Read the data below line by line and copy each one with "wall" in it.

=== EXTRACTED DATA ===
• • • •
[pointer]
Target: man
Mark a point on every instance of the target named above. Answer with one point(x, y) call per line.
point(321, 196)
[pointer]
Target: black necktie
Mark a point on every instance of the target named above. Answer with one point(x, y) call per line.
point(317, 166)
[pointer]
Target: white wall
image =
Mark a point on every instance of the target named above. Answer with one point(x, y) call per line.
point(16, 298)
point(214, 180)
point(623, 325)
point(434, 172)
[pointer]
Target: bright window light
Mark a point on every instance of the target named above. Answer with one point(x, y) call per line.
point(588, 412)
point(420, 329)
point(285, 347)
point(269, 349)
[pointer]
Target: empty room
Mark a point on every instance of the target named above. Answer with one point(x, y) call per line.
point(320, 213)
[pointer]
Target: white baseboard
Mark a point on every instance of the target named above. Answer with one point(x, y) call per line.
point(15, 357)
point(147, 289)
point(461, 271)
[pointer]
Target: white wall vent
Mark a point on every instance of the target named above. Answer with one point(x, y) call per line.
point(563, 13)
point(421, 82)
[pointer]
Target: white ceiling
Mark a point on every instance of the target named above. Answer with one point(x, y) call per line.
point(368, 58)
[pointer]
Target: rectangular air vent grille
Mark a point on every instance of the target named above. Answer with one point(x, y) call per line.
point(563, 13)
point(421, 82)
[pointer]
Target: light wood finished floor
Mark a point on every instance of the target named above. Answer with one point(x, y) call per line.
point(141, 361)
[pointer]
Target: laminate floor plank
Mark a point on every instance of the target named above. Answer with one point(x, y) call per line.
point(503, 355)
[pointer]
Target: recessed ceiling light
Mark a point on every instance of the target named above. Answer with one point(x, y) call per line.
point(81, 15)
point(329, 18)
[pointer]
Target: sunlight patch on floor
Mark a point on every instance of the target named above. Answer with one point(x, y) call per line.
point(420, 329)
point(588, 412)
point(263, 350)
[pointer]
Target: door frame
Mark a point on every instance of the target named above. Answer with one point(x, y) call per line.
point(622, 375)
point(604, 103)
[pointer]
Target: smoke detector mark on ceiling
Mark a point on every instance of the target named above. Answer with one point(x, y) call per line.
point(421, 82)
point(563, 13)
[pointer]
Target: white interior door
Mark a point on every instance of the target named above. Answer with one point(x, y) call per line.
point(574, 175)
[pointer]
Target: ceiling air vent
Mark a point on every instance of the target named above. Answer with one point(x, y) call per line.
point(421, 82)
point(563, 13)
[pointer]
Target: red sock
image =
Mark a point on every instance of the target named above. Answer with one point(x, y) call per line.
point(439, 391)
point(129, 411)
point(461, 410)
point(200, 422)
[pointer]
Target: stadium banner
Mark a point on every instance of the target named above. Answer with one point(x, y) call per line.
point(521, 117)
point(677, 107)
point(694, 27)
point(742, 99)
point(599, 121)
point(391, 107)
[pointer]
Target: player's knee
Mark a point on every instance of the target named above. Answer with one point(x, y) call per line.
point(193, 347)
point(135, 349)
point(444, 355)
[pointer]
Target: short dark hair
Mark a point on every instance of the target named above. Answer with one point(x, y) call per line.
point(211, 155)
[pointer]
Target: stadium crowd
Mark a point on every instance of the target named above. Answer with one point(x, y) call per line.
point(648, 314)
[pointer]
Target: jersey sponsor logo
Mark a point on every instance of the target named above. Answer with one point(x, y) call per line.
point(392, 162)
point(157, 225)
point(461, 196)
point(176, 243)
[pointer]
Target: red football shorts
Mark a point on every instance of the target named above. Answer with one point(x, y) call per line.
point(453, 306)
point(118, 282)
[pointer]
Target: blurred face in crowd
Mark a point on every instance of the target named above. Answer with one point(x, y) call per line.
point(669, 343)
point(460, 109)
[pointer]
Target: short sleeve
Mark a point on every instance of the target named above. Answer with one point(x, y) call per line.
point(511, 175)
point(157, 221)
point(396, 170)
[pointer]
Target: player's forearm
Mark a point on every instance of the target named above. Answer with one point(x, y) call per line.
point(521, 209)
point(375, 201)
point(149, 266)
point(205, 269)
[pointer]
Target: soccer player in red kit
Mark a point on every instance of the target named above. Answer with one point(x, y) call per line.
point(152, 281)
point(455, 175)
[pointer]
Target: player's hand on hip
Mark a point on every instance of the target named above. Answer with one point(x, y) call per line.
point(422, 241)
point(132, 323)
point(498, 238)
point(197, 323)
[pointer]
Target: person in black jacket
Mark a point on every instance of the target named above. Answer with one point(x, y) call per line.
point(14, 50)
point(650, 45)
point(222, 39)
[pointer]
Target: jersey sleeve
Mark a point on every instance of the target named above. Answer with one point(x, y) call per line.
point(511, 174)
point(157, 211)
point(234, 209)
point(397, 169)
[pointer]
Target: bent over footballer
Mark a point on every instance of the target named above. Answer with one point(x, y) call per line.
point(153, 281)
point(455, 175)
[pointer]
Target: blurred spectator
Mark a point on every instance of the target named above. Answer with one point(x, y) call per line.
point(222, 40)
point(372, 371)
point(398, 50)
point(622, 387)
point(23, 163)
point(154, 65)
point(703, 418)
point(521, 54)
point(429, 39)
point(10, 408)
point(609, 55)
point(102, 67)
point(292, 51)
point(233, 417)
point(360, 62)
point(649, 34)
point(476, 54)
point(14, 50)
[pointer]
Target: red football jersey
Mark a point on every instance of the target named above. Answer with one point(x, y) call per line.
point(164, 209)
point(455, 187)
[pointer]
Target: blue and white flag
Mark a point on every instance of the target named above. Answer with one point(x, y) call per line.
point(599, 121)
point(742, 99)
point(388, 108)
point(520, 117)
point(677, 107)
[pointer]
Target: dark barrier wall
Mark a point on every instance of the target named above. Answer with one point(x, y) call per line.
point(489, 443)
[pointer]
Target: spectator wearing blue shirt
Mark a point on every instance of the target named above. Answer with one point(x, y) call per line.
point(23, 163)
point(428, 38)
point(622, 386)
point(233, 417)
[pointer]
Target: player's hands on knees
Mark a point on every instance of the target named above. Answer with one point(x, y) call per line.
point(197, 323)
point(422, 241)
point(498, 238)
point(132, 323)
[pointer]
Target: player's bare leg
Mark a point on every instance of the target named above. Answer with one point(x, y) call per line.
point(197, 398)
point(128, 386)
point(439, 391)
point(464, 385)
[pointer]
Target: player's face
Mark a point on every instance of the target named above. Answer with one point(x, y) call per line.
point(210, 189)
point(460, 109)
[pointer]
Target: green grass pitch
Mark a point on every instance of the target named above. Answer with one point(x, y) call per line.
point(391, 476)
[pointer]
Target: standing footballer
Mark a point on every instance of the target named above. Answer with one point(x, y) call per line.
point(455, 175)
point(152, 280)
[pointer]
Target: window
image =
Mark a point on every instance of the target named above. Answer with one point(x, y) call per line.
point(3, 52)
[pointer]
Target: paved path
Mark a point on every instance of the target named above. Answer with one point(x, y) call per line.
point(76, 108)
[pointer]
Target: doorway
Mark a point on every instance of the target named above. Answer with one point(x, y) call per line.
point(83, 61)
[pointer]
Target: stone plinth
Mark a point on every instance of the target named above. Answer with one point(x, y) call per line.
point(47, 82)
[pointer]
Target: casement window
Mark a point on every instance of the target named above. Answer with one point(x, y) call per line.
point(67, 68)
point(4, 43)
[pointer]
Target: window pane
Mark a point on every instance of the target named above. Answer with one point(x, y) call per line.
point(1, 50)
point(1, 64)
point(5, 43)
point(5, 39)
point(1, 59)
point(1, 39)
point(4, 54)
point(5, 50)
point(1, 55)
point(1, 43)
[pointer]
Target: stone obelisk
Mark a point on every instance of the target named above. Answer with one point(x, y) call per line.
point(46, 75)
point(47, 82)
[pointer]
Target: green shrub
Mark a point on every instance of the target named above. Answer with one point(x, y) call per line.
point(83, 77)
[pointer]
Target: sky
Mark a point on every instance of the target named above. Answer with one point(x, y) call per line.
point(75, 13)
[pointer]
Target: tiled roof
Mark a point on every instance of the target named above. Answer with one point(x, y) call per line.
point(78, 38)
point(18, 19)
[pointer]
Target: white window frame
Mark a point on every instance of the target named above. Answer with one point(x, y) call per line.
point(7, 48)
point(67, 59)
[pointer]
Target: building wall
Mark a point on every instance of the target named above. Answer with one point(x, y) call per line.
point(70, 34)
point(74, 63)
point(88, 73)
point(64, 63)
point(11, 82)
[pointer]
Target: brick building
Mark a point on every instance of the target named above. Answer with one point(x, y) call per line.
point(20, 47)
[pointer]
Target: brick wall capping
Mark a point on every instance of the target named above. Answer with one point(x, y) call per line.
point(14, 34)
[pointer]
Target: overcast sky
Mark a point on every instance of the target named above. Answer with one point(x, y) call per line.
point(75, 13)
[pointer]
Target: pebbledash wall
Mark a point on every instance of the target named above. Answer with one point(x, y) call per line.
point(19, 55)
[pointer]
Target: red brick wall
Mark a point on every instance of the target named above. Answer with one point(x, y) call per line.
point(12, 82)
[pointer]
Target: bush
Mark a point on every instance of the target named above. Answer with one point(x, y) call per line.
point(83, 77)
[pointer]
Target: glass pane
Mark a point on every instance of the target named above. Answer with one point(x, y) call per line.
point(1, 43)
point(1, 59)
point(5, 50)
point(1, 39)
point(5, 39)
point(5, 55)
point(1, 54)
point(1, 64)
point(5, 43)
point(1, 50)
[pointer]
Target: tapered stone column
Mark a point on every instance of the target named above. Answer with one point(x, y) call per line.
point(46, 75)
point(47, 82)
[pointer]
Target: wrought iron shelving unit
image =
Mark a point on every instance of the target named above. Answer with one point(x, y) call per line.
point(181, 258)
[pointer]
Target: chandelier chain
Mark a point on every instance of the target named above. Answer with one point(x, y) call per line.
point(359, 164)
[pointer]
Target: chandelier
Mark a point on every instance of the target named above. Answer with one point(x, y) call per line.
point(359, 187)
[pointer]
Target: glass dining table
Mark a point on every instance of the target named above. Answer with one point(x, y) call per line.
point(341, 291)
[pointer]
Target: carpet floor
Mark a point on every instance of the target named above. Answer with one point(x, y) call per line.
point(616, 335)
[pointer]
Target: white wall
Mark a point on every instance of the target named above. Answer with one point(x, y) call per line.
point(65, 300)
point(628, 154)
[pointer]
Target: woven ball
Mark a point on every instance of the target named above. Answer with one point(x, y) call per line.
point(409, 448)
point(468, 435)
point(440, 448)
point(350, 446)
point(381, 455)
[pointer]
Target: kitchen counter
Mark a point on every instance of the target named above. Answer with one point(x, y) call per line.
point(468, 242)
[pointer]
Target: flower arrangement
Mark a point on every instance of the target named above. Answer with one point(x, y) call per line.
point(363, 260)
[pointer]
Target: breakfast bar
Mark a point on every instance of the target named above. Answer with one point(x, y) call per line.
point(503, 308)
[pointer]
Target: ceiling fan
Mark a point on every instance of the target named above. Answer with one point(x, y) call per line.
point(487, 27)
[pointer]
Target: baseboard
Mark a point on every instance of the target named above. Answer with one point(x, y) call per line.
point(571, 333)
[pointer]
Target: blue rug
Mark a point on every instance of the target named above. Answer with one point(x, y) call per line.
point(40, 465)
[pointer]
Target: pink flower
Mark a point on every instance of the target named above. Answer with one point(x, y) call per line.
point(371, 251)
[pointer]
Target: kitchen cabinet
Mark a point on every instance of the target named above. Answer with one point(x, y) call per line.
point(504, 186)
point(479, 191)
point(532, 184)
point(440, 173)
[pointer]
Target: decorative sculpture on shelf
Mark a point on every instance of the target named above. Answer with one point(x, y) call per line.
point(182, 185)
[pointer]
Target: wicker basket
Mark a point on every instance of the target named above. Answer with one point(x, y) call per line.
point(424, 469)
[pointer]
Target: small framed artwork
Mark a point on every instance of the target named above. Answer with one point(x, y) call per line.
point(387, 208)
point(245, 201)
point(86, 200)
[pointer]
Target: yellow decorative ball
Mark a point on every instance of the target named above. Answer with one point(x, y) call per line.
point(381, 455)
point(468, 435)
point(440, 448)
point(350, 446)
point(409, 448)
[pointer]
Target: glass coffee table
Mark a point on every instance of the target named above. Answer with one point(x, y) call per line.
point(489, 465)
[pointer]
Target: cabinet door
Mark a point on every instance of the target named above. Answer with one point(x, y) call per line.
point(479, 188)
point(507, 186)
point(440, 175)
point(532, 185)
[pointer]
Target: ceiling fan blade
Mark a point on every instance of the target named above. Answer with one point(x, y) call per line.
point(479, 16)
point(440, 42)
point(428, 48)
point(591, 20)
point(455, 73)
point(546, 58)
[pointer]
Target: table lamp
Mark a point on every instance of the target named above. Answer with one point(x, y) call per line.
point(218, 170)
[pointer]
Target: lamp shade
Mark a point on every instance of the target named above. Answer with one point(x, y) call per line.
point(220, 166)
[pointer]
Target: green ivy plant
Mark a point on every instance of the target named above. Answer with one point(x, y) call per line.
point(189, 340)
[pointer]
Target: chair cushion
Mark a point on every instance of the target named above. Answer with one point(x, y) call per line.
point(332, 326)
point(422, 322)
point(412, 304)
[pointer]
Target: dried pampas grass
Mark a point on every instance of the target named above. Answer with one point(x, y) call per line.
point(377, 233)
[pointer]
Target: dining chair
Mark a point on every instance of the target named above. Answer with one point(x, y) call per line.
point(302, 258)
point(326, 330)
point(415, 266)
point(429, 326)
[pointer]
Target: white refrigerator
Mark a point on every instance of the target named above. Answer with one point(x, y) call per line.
• • • •
=== EXERCISE OUTPUT ===
Target: white wall
Target: white wall vent
Target: dark barrier wall
Target: building wall
Target: brick wall capping
Target: pebbledash wall
Target: red brick wall
Target: white wall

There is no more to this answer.